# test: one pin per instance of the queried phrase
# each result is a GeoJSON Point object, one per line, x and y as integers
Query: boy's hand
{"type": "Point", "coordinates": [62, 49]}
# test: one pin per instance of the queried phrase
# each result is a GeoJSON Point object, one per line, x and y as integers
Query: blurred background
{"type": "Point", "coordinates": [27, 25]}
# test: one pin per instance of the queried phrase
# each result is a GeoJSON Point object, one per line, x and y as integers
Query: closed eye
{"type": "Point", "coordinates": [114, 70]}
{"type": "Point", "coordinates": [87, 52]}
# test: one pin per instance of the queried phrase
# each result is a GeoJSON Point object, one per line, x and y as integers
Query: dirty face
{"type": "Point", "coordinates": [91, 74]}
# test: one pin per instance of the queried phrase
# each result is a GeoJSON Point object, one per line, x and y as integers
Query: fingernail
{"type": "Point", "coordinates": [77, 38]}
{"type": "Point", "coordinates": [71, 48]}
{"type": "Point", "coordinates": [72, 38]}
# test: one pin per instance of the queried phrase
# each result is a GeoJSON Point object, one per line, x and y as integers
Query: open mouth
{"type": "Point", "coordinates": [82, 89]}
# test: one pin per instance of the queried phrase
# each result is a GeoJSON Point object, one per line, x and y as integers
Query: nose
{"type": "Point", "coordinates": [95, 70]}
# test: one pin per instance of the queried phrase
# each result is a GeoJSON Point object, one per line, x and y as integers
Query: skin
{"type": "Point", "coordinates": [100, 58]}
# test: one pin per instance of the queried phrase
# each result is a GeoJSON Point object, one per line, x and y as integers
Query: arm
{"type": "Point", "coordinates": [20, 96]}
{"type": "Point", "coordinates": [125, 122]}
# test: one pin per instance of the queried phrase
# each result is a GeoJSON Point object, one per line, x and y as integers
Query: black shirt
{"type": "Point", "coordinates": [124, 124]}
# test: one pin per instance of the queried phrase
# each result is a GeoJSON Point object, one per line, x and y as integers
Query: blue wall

→ Aim
Print each line in the items above that contains the word "Query".

→ Result for this exercise
Query: boy's hand
Query: blurred background
Query: closed eye
Query: dirty face
Query: fingernail
Query: open mouth
Query: nose
Query: skin
Query: arm
Query: black shirt
Query: blue wall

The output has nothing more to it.